— Material provided —
.....

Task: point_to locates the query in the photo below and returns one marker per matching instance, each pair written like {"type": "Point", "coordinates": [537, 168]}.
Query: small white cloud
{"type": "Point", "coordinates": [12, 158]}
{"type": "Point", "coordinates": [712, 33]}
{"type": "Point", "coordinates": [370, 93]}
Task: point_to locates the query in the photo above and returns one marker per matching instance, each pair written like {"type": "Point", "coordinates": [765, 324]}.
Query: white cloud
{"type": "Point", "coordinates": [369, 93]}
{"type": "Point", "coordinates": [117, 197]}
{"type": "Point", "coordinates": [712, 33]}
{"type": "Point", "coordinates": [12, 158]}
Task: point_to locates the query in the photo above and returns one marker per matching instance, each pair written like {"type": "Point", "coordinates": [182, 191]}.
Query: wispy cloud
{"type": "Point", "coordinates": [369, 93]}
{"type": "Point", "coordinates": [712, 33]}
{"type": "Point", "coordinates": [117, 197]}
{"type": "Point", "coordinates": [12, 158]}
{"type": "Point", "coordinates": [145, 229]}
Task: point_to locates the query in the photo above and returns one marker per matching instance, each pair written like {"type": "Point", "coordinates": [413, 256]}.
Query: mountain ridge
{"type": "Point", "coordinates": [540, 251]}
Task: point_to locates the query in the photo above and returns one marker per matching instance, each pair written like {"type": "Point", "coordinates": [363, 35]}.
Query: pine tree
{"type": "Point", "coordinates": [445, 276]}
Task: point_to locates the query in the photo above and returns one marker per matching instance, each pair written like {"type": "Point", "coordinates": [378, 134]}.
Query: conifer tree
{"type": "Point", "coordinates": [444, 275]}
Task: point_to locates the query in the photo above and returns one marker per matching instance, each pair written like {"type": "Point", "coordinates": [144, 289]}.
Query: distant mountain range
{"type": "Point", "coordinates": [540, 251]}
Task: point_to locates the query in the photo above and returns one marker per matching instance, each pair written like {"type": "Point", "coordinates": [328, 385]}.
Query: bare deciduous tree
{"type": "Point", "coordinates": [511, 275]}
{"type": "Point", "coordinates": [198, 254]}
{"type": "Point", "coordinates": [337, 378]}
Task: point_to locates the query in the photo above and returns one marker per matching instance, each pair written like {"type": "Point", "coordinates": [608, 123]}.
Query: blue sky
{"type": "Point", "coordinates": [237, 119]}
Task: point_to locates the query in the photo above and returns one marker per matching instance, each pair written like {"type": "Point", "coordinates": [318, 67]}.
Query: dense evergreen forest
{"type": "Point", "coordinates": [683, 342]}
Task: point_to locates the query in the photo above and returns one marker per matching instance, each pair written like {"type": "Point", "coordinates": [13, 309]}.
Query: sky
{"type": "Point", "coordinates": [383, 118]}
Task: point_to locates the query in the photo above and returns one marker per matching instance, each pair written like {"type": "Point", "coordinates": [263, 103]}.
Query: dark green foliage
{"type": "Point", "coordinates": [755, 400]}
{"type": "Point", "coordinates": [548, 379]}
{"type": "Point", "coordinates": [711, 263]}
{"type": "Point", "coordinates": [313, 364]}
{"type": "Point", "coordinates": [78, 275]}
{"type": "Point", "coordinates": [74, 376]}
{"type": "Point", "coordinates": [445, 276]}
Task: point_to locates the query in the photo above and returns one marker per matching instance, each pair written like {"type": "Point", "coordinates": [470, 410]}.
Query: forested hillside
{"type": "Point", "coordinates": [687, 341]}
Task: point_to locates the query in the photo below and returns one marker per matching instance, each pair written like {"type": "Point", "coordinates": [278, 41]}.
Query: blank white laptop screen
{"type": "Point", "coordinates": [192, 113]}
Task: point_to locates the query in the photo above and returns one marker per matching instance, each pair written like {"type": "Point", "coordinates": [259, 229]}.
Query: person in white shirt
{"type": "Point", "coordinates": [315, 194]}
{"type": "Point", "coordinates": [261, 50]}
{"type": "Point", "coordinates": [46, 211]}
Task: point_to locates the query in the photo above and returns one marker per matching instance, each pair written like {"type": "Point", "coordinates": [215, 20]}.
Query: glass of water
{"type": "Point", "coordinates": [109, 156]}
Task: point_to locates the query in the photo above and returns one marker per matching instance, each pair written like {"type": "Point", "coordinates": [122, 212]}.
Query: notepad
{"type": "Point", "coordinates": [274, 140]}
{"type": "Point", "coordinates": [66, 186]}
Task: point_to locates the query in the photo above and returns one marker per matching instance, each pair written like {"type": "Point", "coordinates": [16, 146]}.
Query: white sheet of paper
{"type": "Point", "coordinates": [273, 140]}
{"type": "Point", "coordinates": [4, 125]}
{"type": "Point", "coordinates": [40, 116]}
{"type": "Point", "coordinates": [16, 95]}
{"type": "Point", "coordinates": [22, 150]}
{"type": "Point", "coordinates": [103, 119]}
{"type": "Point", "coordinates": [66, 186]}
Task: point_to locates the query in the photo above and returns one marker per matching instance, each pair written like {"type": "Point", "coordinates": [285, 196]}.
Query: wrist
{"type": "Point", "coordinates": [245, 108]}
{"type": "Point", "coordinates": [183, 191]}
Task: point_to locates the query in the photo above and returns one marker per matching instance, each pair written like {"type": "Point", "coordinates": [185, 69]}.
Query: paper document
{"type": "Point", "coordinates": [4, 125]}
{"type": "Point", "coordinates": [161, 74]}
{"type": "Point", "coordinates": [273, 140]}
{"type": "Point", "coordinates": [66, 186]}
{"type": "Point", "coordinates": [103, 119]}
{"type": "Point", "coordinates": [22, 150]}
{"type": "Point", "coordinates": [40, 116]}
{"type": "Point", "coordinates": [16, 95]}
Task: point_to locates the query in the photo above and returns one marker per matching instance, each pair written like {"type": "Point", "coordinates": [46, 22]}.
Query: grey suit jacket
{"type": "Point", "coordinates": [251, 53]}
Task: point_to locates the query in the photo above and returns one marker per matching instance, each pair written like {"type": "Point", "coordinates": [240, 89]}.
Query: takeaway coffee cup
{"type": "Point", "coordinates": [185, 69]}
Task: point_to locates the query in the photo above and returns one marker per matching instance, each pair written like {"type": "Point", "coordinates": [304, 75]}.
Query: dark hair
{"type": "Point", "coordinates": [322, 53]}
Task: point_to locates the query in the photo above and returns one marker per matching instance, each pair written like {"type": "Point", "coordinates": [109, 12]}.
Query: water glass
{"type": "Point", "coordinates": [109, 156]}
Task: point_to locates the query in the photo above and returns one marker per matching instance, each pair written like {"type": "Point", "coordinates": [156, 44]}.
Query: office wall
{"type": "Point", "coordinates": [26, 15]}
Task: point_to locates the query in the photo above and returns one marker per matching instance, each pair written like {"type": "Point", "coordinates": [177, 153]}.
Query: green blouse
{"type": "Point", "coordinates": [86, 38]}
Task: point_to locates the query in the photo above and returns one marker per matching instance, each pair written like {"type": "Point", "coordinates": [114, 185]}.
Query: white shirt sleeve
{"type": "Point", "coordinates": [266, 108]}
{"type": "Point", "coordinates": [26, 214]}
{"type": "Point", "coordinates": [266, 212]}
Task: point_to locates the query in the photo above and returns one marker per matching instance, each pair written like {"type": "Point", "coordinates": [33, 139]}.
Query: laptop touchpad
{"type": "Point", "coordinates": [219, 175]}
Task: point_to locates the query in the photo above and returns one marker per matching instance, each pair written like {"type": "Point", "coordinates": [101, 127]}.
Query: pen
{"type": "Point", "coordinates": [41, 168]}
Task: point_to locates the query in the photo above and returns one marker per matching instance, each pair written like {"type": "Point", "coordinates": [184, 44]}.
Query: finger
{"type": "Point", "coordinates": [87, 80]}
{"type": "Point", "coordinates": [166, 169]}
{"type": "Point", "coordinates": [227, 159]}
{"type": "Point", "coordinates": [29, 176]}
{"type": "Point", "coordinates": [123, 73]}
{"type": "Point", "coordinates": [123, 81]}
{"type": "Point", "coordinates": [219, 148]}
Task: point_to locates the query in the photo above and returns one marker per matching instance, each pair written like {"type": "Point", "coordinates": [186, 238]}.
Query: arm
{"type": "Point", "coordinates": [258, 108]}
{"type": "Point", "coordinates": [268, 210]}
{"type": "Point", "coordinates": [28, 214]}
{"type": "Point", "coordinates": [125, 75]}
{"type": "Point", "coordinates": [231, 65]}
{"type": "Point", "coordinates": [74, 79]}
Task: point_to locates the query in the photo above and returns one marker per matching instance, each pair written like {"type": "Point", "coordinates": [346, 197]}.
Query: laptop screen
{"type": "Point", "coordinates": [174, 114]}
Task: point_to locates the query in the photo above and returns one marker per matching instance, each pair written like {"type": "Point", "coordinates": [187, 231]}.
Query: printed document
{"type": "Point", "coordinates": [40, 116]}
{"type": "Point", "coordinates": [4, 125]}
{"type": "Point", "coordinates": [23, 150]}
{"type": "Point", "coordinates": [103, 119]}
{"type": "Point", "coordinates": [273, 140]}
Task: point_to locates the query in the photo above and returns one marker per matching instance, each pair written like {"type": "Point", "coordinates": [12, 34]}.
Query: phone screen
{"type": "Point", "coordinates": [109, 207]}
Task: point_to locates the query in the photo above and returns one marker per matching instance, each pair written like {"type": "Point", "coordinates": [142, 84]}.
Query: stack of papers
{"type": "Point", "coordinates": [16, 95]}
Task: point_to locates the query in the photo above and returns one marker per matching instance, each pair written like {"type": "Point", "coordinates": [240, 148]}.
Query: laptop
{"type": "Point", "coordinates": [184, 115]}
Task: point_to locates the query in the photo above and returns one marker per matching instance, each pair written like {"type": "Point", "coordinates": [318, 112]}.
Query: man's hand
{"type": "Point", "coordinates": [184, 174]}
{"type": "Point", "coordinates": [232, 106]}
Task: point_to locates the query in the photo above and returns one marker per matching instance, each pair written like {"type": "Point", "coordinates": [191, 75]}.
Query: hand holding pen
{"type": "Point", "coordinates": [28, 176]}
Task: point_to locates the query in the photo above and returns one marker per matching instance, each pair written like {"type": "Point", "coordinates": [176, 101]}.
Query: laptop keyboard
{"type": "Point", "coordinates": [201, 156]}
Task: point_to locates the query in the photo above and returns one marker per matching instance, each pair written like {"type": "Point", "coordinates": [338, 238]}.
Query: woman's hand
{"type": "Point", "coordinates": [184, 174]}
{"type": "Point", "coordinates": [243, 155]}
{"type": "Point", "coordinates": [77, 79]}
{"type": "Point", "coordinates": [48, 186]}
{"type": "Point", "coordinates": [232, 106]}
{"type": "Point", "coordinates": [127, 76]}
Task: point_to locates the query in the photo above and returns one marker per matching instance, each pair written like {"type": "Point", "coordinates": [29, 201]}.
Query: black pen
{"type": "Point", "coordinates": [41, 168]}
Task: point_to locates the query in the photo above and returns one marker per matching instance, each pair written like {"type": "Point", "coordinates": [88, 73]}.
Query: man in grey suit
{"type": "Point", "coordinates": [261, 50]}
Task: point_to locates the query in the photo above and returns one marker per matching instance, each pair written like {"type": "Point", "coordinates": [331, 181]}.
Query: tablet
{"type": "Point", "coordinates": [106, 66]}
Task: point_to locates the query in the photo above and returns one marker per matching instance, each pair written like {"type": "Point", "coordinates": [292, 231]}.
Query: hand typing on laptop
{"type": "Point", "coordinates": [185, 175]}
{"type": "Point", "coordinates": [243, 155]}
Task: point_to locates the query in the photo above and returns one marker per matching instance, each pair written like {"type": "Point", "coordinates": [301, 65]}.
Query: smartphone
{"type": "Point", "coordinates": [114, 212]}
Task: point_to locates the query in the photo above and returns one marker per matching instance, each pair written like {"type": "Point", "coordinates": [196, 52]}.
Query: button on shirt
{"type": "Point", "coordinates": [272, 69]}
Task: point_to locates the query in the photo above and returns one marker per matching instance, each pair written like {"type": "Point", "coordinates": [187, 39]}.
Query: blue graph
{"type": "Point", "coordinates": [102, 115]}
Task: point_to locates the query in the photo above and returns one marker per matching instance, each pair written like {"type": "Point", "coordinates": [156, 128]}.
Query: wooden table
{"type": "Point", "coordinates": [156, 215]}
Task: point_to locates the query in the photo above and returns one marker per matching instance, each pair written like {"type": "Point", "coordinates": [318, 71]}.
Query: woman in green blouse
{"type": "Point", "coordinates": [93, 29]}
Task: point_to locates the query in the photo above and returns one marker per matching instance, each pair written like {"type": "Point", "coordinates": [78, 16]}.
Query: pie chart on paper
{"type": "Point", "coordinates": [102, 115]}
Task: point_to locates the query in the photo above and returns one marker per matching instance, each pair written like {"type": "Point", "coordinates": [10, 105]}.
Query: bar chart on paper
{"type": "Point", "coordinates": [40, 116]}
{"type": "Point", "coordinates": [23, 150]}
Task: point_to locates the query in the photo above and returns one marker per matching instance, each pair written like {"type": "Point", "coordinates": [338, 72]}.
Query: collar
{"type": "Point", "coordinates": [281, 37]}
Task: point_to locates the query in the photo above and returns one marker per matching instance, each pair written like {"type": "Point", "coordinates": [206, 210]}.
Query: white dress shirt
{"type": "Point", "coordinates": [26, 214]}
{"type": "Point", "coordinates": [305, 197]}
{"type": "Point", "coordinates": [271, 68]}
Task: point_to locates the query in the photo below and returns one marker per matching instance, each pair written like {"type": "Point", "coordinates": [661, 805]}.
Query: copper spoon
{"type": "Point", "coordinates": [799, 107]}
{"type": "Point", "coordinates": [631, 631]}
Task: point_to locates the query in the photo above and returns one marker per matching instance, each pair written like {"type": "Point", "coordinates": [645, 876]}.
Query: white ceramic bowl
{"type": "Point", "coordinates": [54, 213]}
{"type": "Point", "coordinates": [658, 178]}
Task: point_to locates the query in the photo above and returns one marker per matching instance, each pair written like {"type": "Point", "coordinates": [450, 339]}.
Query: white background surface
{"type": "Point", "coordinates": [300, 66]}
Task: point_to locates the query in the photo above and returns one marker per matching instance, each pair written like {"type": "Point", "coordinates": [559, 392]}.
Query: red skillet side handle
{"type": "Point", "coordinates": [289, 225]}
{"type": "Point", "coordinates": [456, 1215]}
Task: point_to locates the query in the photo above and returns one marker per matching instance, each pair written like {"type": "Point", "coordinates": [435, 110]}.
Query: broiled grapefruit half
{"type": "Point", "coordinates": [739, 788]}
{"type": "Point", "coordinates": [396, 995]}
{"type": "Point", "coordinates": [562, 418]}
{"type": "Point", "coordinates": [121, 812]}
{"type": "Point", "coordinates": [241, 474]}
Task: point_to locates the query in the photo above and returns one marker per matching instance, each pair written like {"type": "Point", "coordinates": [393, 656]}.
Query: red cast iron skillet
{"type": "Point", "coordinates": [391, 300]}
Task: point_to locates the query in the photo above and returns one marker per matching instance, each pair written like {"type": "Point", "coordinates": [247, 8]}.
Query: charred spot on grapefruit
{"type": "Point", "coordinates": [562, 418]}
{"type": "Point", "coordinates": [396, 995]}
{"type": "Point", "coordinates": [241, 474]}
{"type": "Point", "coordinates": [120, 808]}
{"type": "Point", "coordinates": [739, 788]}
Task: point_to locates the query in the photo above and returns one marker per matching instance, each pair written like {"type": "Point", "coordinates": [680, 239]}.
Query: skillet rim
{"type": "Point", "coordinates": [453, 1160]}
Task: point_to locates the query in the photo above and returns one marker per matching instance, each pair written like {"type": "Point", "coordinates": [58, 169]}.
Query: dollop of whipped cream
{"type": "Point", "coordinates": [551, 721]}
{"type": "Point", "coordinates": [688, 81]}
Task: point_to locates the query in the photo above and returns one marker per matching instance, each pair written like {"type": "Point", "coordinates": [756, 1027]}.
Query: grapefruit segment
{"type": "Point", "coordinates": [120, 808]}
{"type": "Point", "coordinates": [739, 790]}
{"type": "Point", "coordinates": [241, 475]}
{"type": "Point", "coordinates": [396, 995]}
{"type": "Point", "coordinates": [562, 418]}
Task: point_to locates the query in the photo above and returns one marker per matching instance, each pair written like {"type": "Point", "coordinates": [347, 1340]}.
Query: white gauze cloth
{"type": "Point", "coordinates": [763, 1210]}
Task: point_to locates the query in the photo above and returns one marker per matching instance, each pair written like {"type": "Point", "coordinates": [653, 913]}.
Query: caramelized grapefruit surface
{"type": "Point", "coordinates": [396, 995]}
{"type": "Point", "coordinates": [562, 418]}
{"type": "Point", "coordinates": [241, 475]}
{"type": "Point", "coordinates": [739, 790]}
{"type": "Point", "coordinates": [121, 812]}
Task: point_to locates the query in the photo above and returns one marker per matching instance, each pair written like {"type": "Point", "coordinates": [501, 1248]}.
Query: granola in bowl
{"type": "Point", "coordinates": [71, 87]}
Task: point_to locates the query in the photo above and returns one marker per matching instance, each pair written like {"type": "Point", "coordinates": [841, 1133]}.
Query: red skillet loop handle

.....

— Exercise —
Pick out each of the lines above that contains the word "mountain", and reproduce every such line in full.

— Reply —
Query: mountain ridge
Query: distant mountain range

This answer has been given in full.